■ **Exercise description**:
Rescale the records below, from their start through the line containing "<point>1187,812</point>", by rewriting every line with the requests unchanged and each point coordinate in the answers multiplied by 0.6 and rounded to a whole number, halves up. Omit the pictures.

Point annotations for photos
▬▬▬

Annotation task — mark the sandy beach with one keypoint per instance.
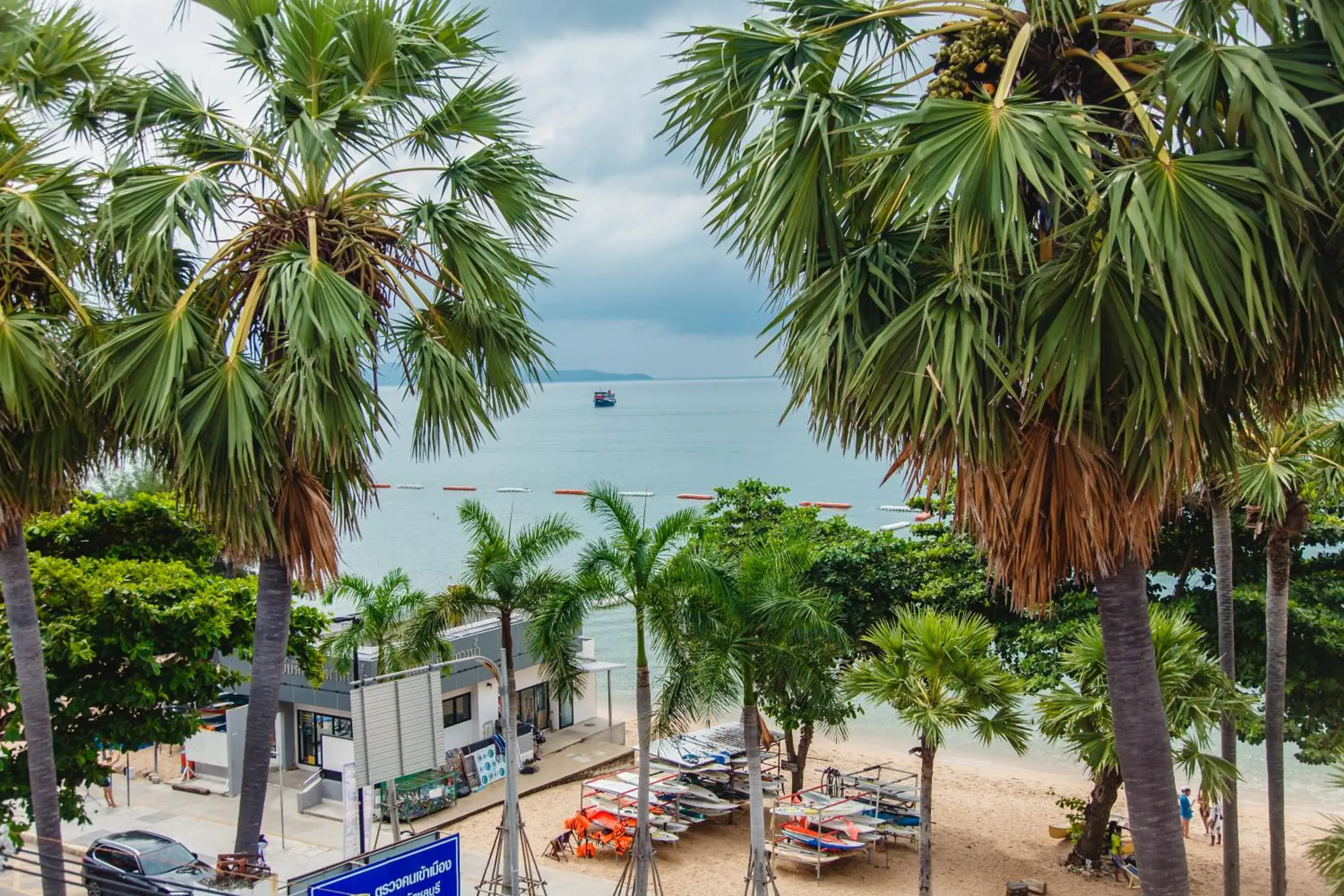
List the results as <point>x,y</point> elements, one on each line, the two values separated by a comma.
<point>990,828</point>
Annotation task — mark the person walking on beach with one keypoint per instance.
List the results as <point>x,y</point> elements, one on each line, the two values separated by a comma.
<point>107,786</point>
<point>1187,812</point>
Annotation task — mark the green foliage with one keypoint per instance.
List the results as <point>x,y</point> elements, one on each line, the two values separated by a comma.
<point>1327,852</point>
<point>1195,692</point>
<point>246,378</point>
<point>142,527</point>
<point>129,648</point>
<point>940,673</point>
<point>382,612</point>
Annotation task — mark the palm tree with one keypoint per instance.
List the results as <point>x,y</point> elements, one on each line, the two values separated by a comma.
<point>994,261</point>
<point>752,622</point>
<point>1327,852</point>
<point>50,58</point>
<point>246,373</point>
<point>940,673</point>
<point>1279,465</point>
<point>1197,695</point>
<point>506,575</point>
<point>1222,520</point>
<point>642,566</point>
<point>382,610</point>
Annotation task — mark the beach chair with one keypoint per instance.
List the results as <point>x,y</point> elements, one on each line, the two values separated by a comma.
<point>560,847</point>
<point>1131,872</point>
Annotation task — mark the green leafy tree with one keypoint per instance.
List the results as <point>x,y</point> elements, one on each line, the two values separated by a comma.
<point>382,613</point>
<point>640,566</point>
<point>988,248</point>
<point>506,575</point>
<point>142,527</point>
<point>128,645</point>
<point>379,203</point>
<point>1194,688</point>
<point>52,60</point>
<point>940,673</point>
<point>754,622</point>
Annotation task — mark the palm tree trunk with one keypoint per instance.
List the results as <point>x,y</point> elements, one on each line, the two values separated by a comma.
<point>757,863</point>
<point>510,681</point>
<point>271,642</point>
<point>1279,558</point>
<point>644,723</point>
<point>925,818</point>
<point>21,610</point>
<point>799,754</point>
<point>1096,818</point>
<point>1228,660</point>
<point>1143,739</point>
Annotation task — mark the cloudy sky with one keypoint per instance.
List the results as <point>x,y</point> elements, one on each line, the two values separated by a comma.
<point>638,284</point>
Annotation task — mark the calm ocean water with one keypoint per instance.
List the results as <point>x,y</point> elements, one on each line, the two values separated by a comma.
<point>663,437</point>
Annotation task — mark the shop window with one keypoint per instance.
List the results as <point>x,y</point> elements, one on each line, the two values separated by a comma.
<point>457,710</point>
<point>312,726</point>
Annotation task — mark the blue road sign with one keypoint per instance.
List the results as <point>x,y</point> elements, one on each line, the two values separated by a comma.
<point>431,871</point>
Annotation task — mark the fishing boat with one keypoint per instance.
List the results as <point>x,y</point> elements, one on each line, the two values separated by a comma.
<point>815,839</point>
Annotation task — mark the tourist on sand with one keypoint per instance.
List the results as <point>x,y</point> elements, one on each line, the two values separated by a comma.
<point>107,786</point>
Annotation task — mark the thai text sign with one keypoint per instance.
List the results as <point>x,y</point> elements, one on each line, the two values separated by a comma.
<point>431,871</point>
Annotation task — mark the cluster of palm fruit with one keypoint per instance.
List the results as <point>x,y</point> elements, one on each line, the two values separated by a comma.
<point>971,60</point>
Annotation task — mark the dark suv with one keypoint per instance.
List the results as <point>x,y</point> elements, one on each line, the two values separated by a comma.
<point>135,863</point>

▬▬▬

■ **Written response**:
Annotation task — mark the sandy beach with one keypoint per instance.
List the results as <point>x,y</point> elements, one on each line, the two values separated by a comma.
<point>594,497</point>
Annotation task — mark the person walking on beach with one keypoint per instance.
List the results as <point>x,y</point> elements, one on each line, the two values separated by a comma.
<point>64,472</point>
<point>712,487</point>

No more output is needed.